### Record extracts
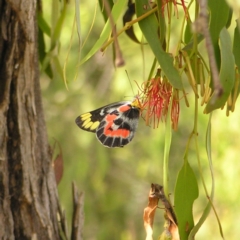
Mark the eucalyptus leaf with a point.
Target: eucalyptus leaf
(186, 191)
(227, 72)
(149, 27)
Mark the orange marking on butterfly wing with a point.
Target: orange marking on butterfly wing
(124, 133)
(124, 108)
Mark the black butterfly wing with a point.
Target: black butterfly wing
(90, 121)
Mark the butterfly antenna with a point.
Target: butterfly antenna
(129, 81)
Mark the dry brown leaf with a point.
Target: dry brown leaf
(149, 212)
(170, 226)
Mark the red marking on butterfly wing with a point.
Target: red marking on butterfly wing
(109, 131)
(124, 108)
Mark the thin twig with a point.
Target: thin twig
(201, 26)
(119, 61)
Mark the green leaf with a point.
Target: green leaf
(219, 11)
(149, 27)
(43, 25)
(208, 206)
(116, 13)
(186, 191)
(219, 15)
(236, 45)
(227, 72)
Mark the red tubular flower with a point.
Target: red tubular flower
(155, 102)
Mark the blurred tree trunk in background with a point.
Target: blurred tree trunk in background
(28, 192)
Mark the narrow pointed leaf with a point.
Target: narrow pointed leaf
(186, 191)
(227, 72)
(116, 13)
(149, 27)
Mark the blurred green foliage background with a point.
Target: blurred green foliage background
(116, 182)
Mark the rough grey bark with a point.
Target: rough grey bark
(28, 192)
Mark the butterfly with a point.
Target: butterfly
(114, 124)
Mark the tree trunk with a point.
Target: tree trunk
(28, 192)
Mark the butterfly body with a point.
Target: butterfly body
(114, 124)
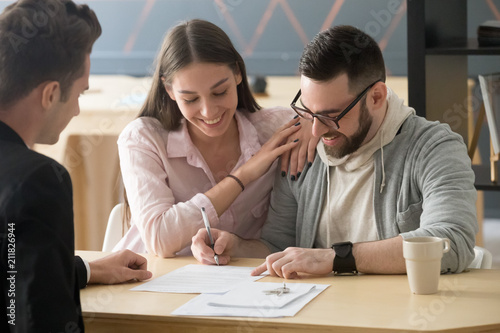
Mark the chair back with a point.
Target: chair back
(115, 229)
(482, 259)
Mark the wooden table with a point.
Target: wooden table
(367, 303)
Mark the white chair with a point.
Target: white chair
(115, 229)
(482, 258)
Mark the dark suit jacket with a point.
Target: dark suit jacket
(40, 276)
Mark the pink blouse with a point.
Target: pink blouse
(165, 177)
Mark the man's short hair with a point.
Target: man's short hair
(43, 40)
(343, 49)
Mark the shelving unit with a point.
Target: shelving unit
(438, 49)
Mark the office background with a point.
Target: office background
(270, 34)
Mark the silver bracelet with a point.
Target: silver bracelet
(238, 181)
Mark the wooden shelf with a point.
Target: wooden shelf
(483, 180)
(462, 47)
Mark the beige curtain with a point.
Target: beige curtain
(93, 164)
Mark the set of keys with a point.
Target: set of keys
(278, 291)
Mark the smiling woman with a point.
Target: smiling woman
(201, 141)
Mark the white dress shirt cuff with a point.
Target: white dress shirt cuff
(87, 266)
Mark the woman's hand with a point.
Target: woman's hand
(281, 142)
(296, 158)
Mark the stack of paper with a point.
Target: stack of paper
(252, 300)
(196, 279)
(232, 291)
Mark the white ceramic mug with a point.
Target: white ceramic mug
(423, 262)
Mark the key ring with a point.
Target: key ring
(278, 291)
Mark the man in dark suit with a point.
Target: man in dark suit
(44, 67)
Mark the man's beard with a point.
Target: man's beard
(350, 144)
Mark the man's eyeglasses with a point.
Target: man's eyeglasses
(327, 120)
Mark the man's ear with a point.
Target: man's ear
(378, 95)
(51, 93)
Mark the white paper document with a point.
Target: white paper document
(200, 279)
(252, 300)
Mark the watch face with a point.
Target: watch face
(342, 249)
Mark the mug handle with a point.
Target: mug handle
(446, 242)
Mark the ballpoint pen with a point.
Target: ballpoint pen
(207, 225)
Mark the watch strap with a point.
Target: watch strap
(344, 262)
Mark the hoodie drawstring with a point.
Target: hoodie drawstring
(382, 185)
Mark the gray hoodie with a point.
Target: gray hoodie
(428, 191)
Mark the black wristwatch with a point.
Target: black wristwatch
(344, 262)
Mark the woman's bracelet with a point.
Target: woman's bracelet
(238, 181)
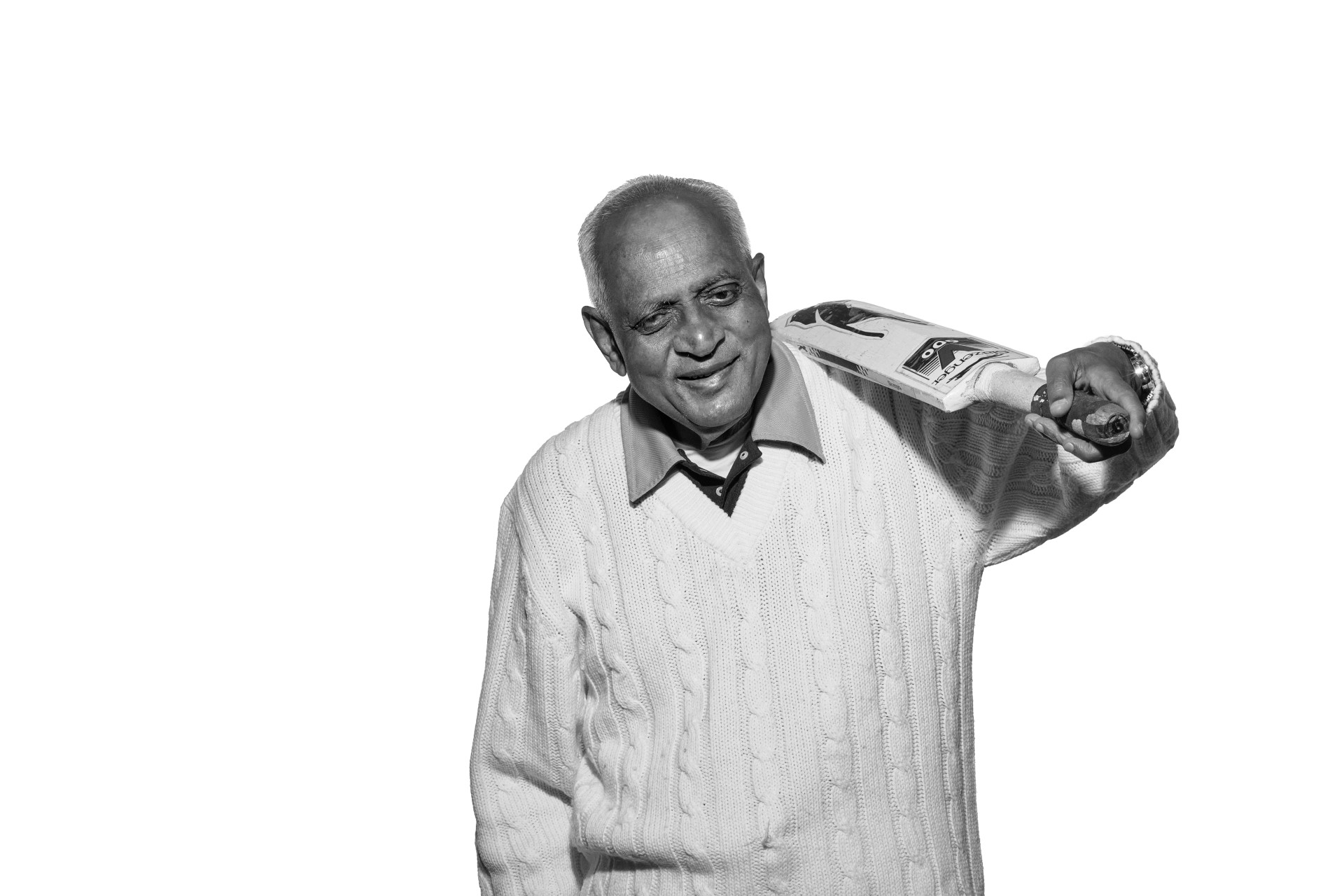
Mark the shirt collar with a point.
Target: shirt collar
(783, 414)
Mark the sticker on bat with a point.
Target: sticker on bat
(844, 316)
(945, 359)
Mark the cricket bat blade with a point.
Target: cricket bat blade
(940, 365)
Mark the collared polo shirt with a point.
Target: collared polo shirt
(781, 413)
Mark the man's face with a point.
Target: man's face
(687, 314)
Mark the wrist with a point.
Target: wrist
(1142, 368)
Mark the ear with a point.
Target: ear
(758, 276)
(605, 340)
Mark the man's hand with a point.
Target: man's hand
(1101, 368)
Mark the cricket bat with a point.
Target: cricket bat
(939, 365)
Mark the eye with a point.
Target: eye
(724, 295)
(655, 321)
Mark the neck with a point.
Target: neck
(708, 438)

### Task instructions
Retype each entry above character for character; pictures stay out.

### The completed task
Mark the eucalyptus leaf with a point.
Target: eucalyptus leaf
(186, 191)
(227, 72)
(149, 27)
Mark the orange marking on butterfly wing with a point.
Target: orange marking on butterfly wing
(124, 133)
(124, 108)
Mark the black butterfly wing with a point.
Target: black butterfly wing
(90, 121)
Mark the butterfly antenna with a point.
Target: butterfly antenna
(129, 81)
Mark the dry brown leaf with a point.
Target: dry brown leaf
(149, 212)
(170, 226)
Mark the red marking on butterfly wing with a point.
Target: red marking on butterfly wing
(109, 131)
(124, 108)
Mark the thin twig with a point.
Target: thin twig
(201, 26)
(119, 61)
Mark the green leaf with a point.
Target: green leaf
(219, 11)
(149, 27)
(43, 25)
(208, 206)
(116, 13)
(186, 191)
(219, 15)
(236, 45)
(227, 72)
Mark the red tubular flower with a point.
Target: red tubular flower
(155, 102)
Mark the blurred tree trunk in background with a point.
Target: blurred tree trunk in background
(28, 192)
Mark the narrow pointed leaf with a point.
Target: narrow pointed leaf
(186, 191)
(227, 72)
(116, 13)
(149, 27)
Mark the blurred green foliage background with a point.
Target: blurred green foliage background
(116, 182)
Mark the rough grey bark with a point.
Target: rough grey bark
(28, 192)
Mark the butterfly with a point.
Target: butterfly
(114, 124)
Mark the tree trunk with a point.
Target: tree trunk
(28, 192)
Mark the butterfly body with a point.
Target: butterfly body
(114, 124)
Mark the chair back with a point.
Target: chair back
(115, 229)
(482, 259)
Mark the wooden table with a point.
Target: wooden table
(367, 303)
Mark the white chair with a point.
Target: white chair
(115, 229)
(482, 258)
Mark the dark suit jacket with a point.
Target: dark suit jacket
(40, 276)
Mark the pink blouse with a point.
Target: pink blouse
(165, 177)
Mark the man's short hair with a point.
Target: man's short hair
(43, 40)
(343, 49)
Mark the shelving unit with a point.
Target: shelving unit
(438, 49)
Mark the office background with a point.
Target: office background
(270, 34)
Mark the silver bracelet with a point.
Target: silver bracelet
(238, 181)
Mark the wooden shelf with a point.
Target: wooden shelf
(483, 180)
(462, 47)
Mark the beige curtain with a point.
Target: beige curtain
(93, 164)
Mark the set of keys with a point.
Target: set of keys
(278, 291)
Mark the smiling woman with a point.
Target: smiling woman
(201, 141)
Mark the white dress shirt cuff with a point.
Target: white dress shirt cuff
(87, 266)
Mark the woman's hand with a point.
Target: woman's hand
(281, 142)
(296, 158)
Mark the stack of paper with a point.
Target: stack of paper
(252, 300)
(196, 279)
(232, 291)
Mark the white ceramic mug with a point.
Target: white ceramic mug
(423, 262)
Mark the key ring with a point.
Target: key ring
(278, 291)
Mark the man in dark suit with a point.
Target: man in dark suit
(44, 67)
Mark the man's beard with a point.
Target: man's beard
(350, 144)
Mark the man's eyeglasses with a point.
Target: man's eyeglasses
(327, 120)
Mark the man's ear with a point.
Target: man's ear
(378, 95)
(51, 93)
Mark the white paper document with a point.
Target: white paper document
(200, 279)
(252, 300)
Mark the watch face with a point.
Target: watch face
(342, 249)
Mark the mug handle with a point.
Target: mug handle
(446, 242)
Mark the ballpoint pen with a point.
Target: ballpoint pen
(207, 225)
Mark the watch strap with a point.
Target: watch strap
(344, 262)
Mark the hoodie drawstring with a point.
Target: hoodie drawstring
(382, 185)
Mark the gray hoodie with a point.
Target: gray hoodie
(428, 191)
Mark the black wristwatch with a point.
Target: black wristwatch
(344, 262)
Mark the woman's bracelet with a point.
Target: woman's bracelet
(238, 181)
Mark the shirt collar with a point.
Target: shirt collar
(783, 414)
Mark the sticker on bat with a point.
Target: sticker on bat
(844, 316)
(945, 359)
Mark the cricket bat blade with a point.
Target: cricket bat blade
(940, 365)
Mark the collared polo shirt with a point.
Target: collared polo shirt
(781, 413)
Mark the man's face with a point.
Target: man's face
(687, 314)
Mark the wrist with a point.
Target: wrist
(1142, 368)
Mark the ear with a point.
Target: ear
(758, 276)
(605, 340)
Mark the man's hand with a point.
Target: man's hand
(1101, 368)
Mark the cricket bat with a point.
Target: cricket bat
(939, 365)
Mark the eye with a point.
Target: eye
(724, 295)
(655, 321)
Mark the neck with a point.
Target: neck
(708, 438)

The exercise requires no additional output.